> **Data entries**

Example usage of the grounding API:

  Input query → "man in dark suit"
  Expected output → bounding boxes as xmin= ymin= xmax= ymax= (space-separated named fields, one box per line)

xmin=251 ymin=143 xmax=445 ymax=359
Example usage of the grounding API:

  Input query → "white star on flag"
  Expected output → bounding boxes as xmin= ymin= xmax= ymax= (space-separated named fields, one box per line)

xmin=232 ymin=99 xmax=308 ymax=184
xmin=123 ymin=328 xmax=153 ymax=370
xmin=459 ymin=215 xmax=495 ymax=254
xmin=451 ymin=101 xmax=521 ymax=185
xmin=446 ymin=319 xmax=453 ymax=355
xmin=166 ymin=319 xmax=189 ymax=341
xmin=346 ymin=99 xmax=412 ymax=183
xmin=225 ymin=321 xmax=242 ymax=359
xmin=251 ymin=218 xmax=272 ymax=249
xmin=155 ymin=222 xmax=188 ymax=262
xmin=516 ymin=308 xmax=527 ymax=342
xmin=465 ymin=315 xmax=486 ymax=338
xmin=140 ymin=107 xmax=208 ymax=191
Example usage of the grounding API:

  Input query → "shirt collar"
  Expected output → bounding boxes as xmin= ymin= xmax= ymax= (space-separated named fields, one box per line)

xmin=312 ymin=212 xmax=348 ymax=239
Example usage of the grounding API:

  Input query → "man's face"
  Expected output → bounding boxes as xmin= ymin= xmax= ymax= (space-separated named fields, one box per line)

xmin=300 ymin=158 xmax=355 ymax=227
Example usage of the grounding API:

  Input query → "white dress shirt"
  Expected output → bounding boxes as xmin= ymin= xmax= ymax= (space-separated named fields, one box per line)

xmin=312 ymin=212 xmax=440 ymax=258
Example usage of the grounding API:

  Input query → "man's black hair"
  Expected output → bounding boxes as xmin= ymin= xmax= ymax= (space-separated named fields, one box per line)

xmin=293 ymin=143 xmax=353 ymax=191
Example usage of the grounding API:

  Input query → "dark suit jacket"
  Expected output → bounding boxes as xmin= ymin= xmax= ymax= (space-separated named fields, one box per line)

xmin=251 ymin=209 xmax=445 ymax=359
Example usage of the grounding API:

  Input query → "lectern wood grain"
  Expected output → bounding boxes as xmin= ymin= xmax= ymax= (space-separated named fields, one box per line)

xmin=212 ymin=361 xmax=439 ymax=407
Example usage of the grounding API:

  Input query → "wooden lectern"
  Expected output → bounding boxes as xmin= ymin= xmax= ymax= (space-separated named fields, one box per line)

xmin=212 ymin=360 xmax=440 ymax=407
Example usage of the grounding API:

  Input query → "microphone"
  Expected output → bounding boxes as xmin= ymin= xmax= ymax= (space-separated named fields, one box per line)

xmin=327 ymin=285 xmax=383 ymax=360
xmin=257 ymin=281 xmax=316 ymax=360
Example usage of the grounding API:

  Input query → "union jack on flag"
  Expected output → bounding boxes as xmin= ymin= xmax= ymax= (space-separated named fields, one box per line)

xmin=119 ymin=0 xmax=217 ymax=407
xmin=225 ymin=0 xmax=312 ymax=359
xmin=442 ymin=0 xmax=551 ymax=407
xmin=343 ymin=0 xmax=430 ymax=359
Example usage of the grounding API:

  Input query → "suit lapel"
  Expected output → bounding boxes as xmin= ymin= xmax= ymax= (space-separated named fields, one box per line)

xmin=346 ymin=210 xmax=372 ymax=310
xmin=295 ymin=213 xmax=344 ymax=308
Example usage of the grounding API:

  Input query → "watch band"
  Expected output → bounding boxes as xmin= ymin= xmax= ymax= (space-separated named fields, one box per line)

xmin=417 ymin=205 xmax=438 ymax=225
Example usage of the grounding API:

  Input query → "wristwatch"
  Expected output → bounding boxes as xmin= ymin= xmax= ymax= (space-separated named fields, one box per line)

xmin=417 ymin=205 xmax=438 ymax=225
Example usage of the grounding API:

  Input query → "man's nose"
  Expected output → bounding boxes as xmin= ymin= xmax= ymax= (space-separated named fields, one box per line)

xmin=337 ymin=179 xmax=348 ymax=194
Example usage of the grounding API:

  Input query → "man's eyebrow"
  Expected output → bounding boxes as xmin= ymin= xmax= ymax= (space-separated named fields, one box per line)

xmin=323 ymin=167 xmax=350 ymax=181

> **Aim**
Please write out all of the entries above again, word for word and line for line, changing nothing.

> **Solution to this task**
Example usage of the grounding API:

  Input query → "man in dark suit"
  Expected output → bounding boxes as xmin= ymin= xmax= ymax= (space-separated named fields, one box per line)

xmin=251 ymin=143 xmax=445 ymax=359
Example usage of the grounding API:

  Input query → "white star on flag"
  Expected output → bounding boxes as xmin= ymin= xmax= ymax= (space-separated named fields, one box per line)

xmin=232 ymin=99 xmax=308 ymax=184
xmin=123 ymin=328 xmax=153 ymax=370
xmin=459 ymin=215 xmax=495 ymax=254
xmin=451 ymin=101 xmax=521 ymax=185
xmin=446 ymin=319 xmax=453 ymax=355
xmin=166 ymin=319 xmax=189 ymax=341
xmin=346 ymin=99 xmax=412 ymax=183
xmin=225 ymin=321 xmax=242 ymax=359
xmin=251 ymin=218 xmax=272 ymax=249
xmin=155 ymin=222 xmax=188 ymax=262
xmin=516 ymin=308 xmax=527 ymax=342
xmin=465 ymin=315 xmax=486 ymax=338
xmin=140 ymin=107 xmax=208 ymax=191
Example usage of the grounding API:

  Input query → "shirt collar"
  Expected output → bounding boxes as xmin= ymin= xmax= ymax= (space-separated named fields, one box per line)

xmin=312 ymin=212 xmax=348 ymax=239
Example usage of the grounding API:

  Input query → "man's face"
  Expected output → bounding boxes as xmin= ymin= xmax= ymax= (space-separated named fields, one box per line)

xmin=300 ymin=158 xmax=355 ymax=227
Example usage of the grounding API:

  Input query → "white dress shirt"
  Expected output → bounding boxes as xmin= ymin= xmax= ymax= (space-separated named fields, one box per line)

xmin=312 ymin=212 xmax=440 ymax=258
Example usage of the grounding API:

  Input query → "man's black hair"
  Expected output → bounding boxes as xmin= ymin= xmax= ymax= (space-separated named fields, one box per line)

xmin=293 ymin=143 xmax=353 ymax=191
Example usage of the grounding API:

  Input query → "dark suit jacket"
  Expected output → bounding boxes as xmin= ymin= xmax= ymax= (space-separated named fields, one box per line)

xmin=251 ymin=209 xmax=445 ymax=359
Example usage of the grounding API:

  Input query → "lectern wood grain"
  Expected output → bounding boxes as xmin= ymin= xmax= ymax= (space-separated named fields, one box per line)

xmin=212 ymin=361 xmax=439 ymax=407
Example usage of the grounding API:

  Input query → "wooden lectern"
  Expected output → bounding boxes as xmin= ymin= xmax= ymax= (space-separated named fields, one box per line)

xmin=212 ymin=360 xmax=440 ymax=407
Example usage of the grounding API:

  Input query → "microphone"
  Expected output → bounding boxes as xmin= ymin= xmax= ymax= (space-separated named fields, one box per line)

xmin=327 ymin=285 xmax=383 ymax=360
xmin=257 ymin=281 xmax=316 ymax=360
Example usage of the grounding API:

  Input query → "union jack on flag"
  Expected output → bounding boxes as xmin= ymin= xmax= ymax= (space-separated named fields, one box per line)

xmin=119 ymin=0 xmax=217 ymax=407
xmin=225 ymin=0 xmax=312 ymax=359
xmin=442 ymin=0 xmax=551 ymax=407
xmin=343 ymin=0 xmax=430 ymax=359
Example usage of the grounding API:

  Input query → "suit lapel"
  Expected output → bounding boxes as xmin= ymin= xmax= ymax= (space-separated named fields, one box per line)

xmin=346 ymin=210 xmax=372 ymax=310
xmin=295 ymin=213 xmax=344 ymax=308
Example usage of the grounding API:

  Input query → "watch band"
  Expected output → bounding boxes as xmin= ymin= xmax= ymax= (space-separated named fields, one box per line)

xmin=417 ymin=205 xmax=438 ymax=225
Example usage of the grounding API:

  Input query → "wristwatch"
  Expected output → bounding boxes as xmin= ymin= xmax= ymax= (space-separated named fields, one box per line)

xmin=417 ymin=205 xmax=438 ymax=225
Example usage of the grounding API:

  Input query → "man's nose"
  Expected output → bounding boxes as xmin= ymin= xmax= ymax= (space-separated named fields, one box per line)

xmin=337 ymin=179 xmax=348 ymax=194
Example usage of the grounding API:

  Input query → "man's eyebrow"
  Expected output → bounding boxes as xmin= ymin= xmax= ymax= (space-separated named fields, one box per line)

xmin=323 ymin=167 xmax=350 ymax=181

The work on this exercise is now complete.